__SUPPLIED MATERIAL__:
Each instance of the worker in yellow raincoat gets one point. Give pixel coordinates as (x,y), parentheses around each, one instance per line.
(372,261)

* * *

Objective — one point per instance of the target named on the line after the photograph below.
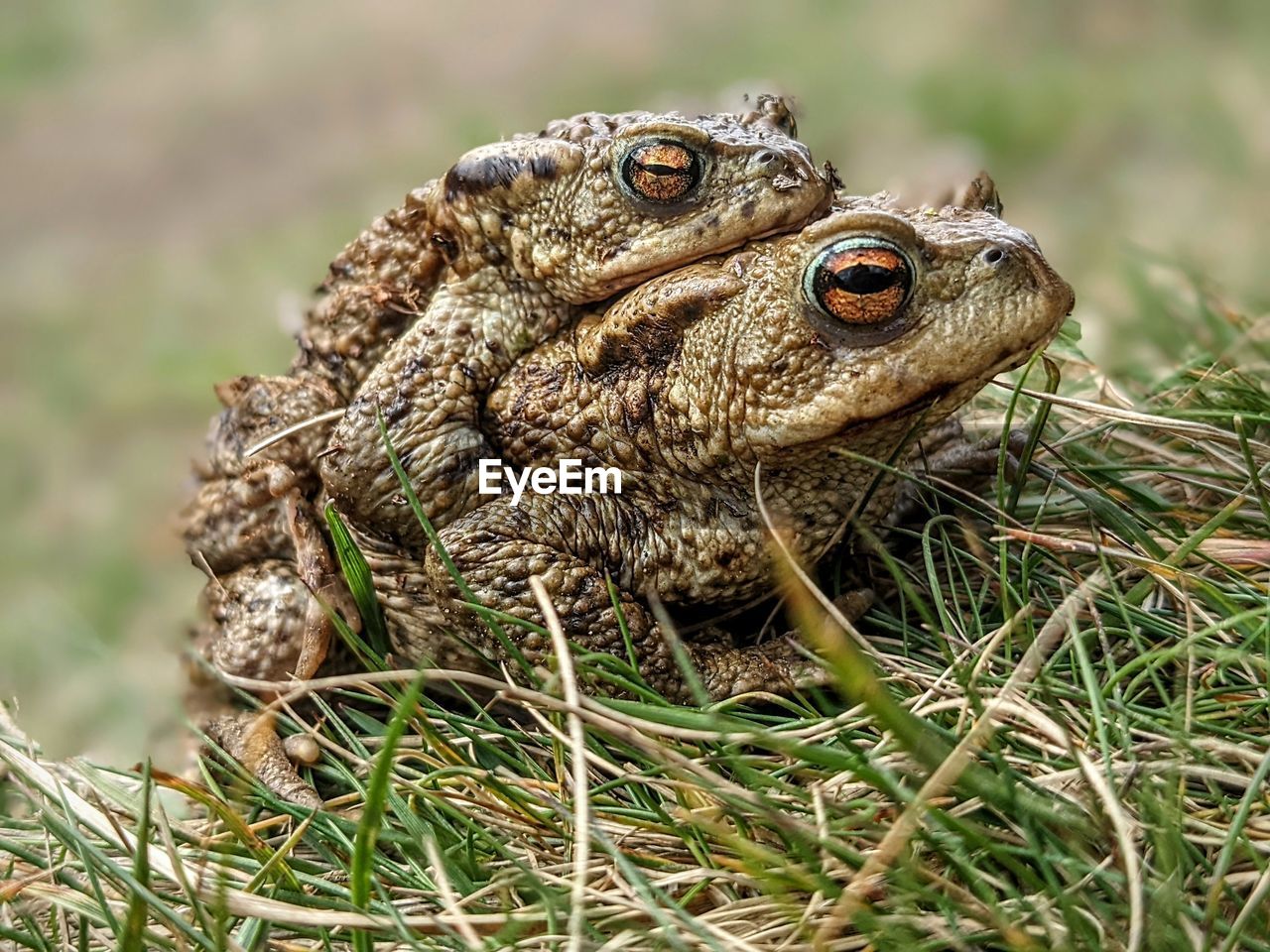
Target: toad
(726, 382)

__WORK TO COMPLETE__: Locate every row of the material above that contains the string "line", and copy each one out in full. Treat uppercase and lowercase as different.

__EXPECTED ANSWER__:
Each instance of the worker in yellow raincoat gets one point. Give pixel coordinates as (x,y), parentheses around each, one instance per line.
Objective — one point per instance of the target named on the line after the photograph below.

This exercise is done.